[SUPPLIED RECORDS]
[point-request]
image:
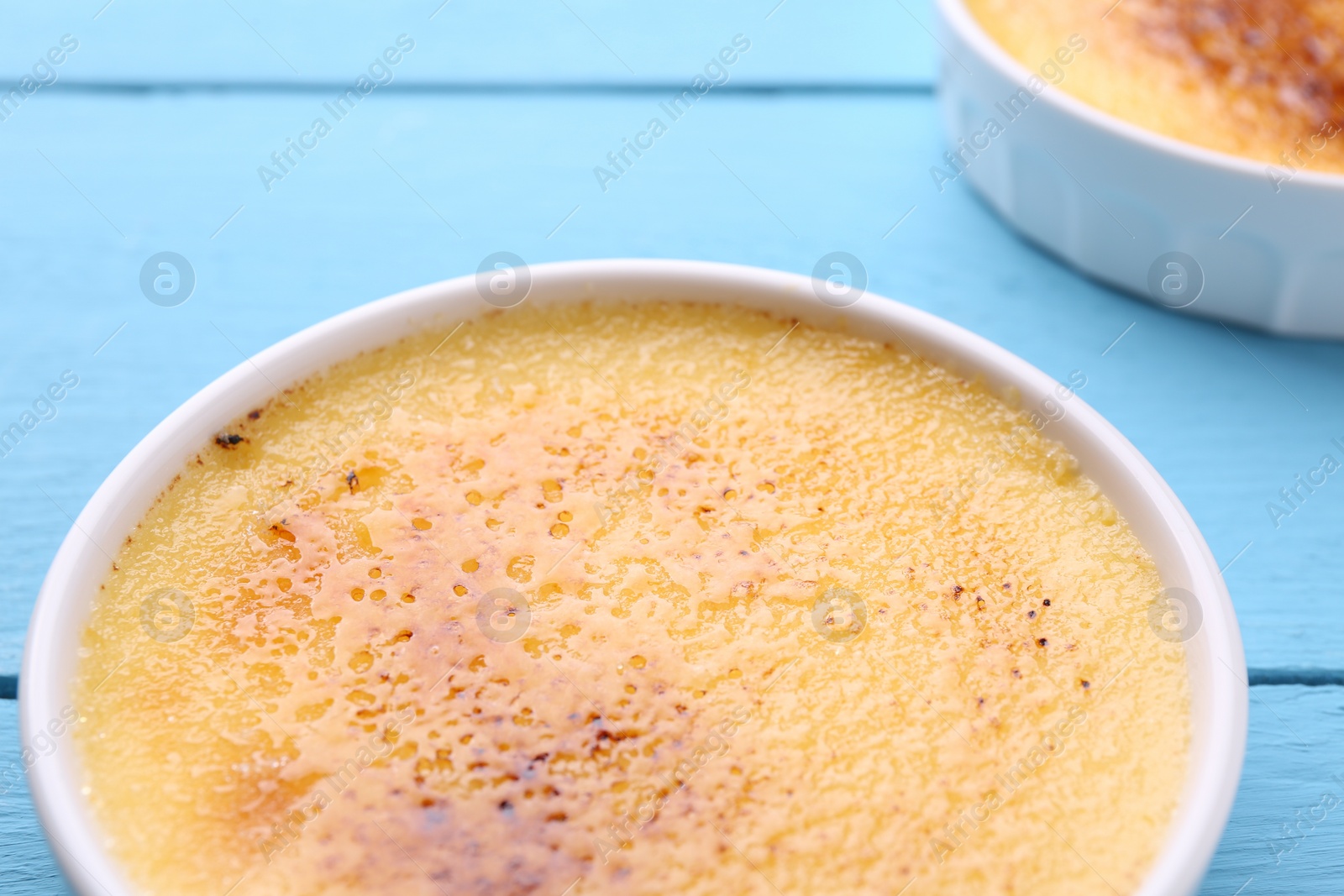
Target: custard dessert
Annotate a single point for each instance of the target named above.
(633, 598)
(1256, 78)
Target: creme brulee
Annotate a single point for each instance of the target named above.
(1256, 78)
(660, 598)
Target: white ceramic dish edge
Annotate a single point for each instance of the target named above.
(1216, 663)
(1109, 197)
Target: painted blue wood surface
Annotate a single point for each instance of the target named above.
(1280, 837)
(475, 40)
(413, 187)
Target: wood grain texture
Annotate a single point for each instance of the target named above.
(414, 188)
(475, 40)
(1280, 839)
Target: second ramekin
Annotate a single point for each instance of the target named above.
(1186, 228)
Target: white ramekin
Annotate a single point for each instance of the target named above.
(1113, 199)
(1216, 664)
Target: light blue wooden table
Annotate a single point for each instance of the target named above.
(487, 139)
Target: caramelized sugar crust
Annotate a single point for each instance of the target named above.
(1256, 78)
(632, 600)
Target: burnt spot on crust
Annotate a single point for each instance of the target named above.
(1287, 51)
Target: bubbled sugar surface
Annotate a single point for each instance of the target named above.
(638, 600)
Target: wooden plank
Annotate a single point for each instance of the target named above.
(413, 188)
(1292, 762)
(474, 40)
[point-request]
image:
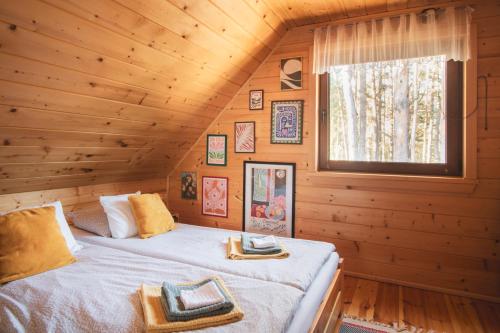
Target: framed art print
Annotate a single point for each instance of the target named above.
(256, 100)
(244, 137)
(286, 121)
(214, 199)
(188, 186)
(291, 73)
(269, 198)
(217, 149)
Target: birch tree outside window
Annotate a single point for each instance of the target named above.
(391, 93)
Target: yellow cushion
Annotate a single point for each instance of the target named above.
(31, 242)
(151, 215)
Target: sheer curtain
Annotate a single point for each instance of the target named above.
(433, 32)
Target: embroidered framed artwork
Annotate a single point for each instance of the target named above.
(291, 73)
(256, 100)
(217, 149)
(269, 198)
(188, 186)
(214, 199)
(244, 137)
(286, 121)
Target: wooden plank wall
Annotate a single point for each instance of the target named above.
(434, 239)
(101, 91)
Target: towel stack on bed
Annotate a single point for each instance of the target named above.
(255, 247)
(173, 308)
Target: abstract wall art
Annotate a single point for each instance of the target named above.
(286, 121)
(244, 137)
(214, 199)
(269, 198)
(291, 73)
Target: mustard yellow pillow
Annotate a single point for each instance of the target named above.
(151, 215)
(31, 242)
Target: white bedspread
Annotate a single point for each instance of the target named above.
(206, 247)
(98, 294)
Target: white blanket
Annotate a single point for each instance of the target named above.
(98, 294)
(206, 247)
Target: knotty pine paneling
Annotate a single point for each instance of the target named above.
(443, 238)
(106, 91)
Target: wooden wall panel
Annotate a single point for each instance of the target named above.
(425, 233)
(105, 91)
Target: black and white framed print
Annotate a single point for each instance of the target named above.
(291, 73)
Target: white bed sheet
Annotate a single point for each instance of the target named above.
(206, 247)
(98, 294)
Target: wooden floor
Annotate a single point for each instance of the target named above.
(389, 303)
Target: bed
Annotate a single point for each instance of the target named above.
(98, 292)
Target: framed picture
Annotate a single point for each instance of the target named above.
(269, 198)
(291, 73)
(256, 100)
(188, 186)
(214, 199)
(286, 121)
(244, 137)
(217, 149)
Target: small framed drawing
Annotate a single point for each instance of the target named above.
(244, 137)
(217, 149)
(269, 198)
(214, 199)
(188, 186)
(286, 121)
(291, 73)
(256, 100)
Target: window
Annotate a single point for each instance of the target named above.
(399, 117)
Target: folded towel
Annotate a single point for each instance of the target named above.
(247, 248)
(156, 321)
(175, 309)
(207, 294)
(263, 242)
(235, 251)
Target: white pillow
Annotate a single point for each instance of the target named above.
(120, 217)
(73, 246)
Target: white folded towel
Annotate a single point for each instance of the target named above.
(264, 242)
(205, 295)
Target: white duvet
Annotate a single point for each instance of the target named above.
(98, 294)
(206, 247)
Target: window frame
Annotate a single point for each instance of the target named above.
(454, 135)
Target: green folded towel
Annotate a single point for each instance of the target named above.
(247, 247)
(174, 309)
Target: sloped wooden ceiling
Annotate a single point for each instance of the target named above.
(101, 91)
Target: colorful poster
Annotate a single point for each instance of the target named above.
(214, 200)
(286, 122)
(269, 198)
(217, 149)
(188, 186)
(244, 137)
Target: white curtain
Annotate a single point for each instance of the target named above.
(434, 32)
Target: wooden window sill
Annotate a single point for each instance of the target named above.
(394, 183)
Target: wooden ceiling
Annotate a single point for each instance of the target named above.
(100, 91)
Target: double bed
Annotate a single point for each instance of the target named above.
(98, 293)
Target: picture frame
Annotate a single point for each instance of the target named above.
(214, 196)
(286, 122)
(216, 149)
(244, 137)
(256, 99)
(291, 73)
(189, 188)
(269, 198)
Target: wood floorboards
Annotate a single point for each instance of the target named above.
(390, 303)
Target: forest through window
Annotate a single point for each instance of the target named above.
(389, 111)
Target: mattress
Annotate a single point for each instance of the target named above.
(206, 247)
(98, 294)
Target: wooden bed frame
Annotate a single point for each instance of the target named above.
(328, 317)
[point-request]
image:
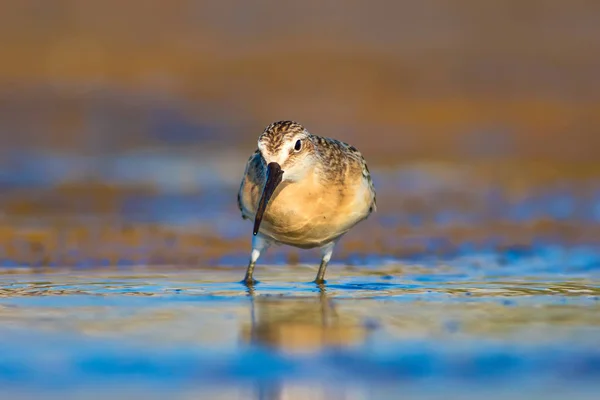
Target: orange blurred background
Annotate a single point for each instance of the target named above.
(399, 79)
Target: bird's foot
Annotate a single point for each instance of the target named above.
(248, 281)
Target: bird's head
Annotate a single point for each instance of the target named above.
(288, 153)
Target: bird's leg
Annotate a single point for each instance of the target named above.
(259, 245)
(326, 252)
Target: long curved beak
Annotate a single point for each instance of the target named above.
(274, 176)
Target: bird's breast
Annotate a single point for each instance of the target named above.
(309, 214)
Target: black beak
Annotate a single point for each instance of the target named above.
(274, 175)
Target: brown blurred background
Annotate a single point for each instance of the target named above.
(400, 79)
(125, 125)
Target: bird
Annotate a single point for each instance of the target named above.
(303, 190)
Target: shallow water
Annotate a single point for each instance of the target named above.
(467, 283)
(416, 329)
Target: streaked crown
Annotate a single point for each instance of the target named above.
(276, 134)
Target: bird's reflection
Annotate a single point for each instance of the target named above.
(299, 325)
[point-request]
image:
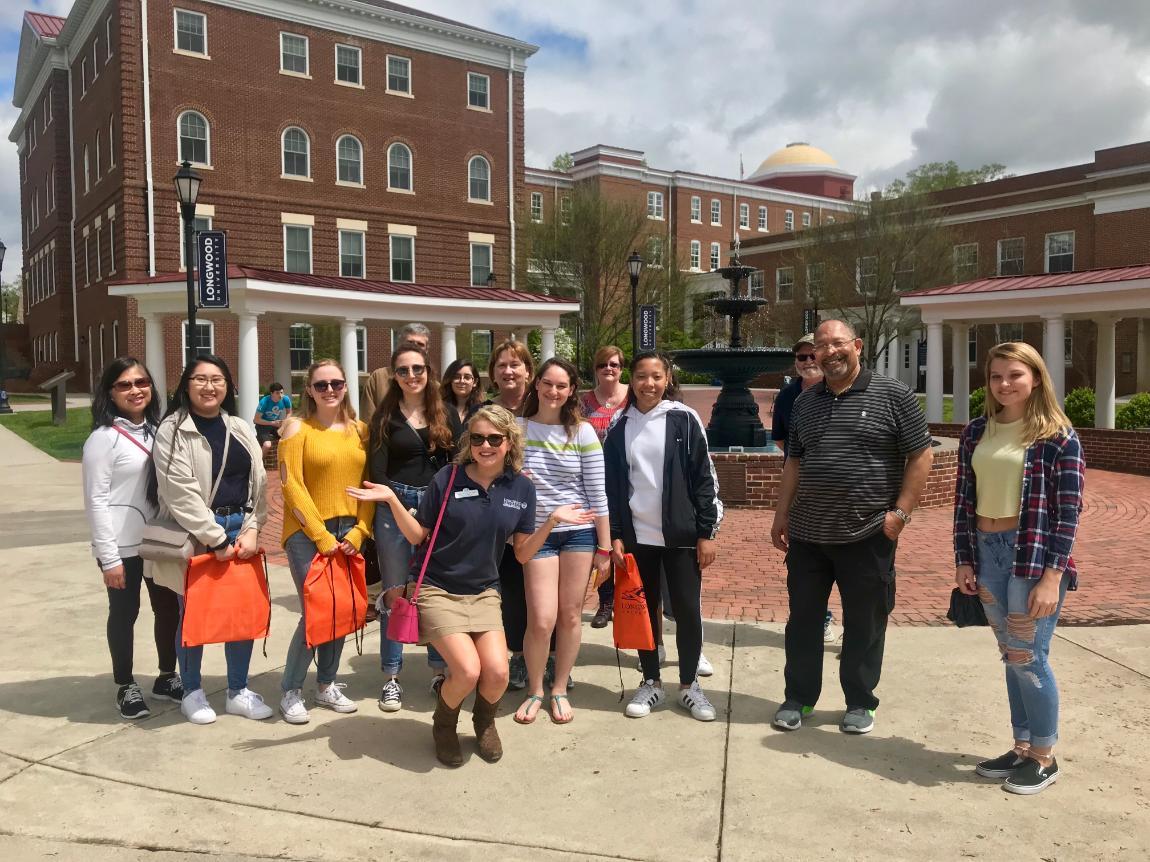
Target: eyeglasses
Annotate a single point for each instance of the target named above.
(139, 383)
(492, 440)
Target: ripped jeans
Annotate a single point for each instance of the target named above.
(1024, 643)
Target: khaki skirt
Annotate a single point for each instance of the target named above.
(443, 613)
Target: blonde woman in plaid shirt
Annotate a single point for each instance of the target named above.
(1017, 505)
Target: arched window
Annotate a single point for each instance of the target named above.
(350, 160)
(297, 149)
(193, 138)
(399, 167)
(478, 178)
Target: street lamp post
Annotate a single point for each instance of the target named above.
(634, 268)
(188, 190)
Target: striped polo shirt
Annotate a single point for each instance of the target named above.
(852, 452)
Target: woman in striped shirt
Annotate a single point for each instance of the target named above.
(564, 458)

[HOW TO COMPLETE THIS TASK] What lines in the material mention "window"? Copy every one of them.

[FINISHED TASK]
Target: birch tree outside window
Target: window
Target: window frame
Target: wooden window sill
Target: forest through window
Target: arched window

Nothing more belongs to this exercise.